BEGIN PASSAGE PROVIDED

# I am looking for a centerpiece fish for my 40g tank. Please help!



## Lomagine (Jan 7, 2013)

Hi, I have a moderately planted 40 gallon tank with
6 neon tetras
6 celebes rainbows
2 keyhole cichlids (established pair)
1 betta male (not the very long fin variety)
1 banjo catfish

It is a relatively calm tank (no crazy fishes such as danios) and everybody gets along great. I am looking for 2-4 fish that are bigger, attractive, peaceful and occupies the middle and/or the top strata. My dream would be discus but my fish would suffer under the conditions needed by them. I am looking for any advice you. Thanks


----------



## Luffy (Aug 23, 2012)

I'm a huge fan of gourami. I've heard good things about thick-lipped gourami, which are about 4'' if I remember right. Croaking Gourami are a little bit smaller but have very interesting personalities and make very loud croaking sounds periodically.


----------



## Yo-han (Oct 15, 2010)

I'm not sure whether gourami's and a male betta is a good idea. They are both labyrinth fish and males can be aggressive towards each other. Especially the short fin varieties of betta's are known to be quite aggressive.


----------



## Lomagine (Jan 7, 2013)

Yo-han said:


> I'm not sure whether gourami's and a male betta is a good idea. They are both labyrinth fish and males can be aggressive towards each other. Especially the short fin varieties of betta's are known to be quite aggressive.


Thanks for the replies. Yep, I am afraid to take risks with a gourami. My betta used to be kept with two golden wonder killies and he was a constant bully, until such time he worked his way into this bigger tank, after all, it payed off for him to be a bully :shock: Also, I suspect he may be more inclined to go after colorful fish. Perhaps a few moonlight gouramis could work? Or a few black angels? Has anybody kept a betta with angels successfully?


----------



## Yo-han (Oct 15, 2010)

With a betta maybe one of the smaller rainbow fish are more on the safe side, or cherry barbs or something similar. Some livebearers could do the job as well...


----------



## Michael (Jul 20, 2010)

I have pearl gouramis in my 40 b and love them.

Not to rain on the parade, but at 4" long, I would think that the keyhole cichlids would be the centerpiece species.


----------



## Lomagine (Jan 7, 2013)

END PASSAGE PROVIDED
BEGIN DATA FOR THIS EXERCISE

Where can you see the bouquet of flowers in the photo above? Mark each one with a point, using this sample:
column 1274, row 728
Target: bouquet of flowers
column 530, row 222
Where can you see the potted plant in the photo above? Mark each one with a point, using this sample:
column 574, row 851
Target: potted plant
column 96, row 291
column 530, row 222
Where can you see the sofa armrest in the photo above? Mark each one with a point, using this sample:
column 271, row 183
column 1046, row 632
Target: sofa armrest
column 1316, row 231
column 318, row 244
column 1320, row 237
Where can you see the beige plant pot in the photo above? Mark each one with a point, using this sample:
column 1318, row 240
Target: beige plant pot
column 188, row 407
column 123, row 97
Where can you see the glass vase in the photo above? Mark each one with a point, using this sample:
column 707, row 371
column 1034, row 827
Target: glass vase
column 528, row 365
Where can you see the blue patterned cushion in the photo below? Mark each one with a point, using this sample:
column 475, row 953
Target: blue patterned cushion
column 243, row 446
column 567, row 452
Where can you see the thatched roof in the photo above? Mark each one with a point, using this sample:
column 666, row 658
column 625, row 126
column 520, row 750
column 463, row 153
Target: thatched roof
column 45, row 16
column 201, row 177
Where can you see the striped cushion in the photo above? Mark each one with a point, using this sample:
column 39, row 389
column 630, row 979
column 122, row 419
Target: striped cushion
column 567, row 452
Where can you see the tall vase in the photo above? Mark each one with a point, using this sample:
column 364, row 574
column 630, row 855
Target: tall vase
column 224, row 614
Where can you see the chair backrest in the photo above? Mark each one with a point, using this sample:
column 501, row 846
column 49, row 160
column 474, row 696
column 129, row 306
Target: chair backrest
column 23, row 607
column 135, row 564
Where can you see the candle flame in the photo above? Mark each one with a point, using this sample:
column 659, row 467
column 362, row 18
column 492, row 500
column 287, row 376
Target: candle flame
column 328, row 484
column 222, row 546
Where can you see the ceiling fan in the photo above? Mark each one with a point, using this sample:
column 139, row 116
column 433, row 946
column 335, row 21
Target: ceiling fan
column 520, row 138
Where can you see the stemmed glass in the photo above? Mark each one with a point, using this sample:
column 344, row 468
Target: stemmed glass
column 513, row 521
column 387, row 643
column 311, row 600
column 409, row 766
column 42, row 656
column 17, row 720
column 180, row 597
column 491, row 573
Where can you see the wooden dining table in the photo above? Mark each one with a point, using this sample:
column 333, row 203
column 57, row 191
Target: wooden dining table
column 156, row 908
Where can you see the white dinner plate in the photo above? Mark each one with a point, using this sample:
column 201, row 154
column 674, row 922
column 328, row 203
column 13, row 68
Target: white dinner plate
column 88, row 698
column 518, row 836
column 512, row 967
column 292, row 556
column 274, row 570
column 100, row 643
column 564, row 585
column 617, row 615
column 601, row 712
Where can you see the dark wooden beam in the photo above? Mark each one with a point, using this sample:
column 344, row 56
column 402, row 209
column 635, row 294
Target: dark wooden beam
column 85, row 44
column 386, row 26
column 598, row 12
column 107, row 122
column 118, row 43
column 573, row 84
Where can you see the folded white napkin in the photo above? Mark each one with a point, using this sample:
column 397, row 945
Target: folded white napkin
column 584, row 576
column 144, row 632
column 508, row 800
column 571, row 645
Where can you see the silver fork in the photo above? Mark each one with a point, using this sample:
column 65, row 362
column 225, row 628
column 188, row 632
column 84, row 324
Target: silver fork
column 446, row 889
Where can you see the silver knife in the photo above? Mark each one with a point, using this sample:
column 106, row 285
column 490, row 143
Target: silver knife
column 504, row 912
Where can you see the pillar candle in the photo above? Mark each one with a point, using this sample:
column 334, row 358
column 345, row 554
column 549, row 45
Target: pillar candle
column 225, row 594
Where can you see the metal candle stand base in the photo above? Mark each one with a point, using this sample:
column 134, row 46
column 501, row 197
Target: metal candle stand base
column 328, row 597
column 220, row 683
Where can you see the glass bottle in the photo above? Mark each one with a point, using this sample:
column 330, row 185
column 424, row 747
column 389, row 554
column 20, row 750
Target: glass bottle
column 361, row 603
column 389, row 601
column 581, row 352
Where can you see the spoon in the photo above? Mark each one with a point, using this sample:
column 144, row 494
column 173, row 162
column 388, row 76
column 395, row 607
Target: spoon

END DATA FOR THIS EXERCISE

*EXERCISES*:
(A) In the aquarium forum thread, what fish does Michael say he keeps in his 40 b?
(B) Return every line of the records that contains the string "stemmed", treating uppercase and lowercase as different.

*SOLUTIONS TO THE TASKS*:
(A) Pearl gouramis.

(B)
Where can you see the stemmed glass in the photo above? Mark each one with a point, using this sample:
Target: stemmed glass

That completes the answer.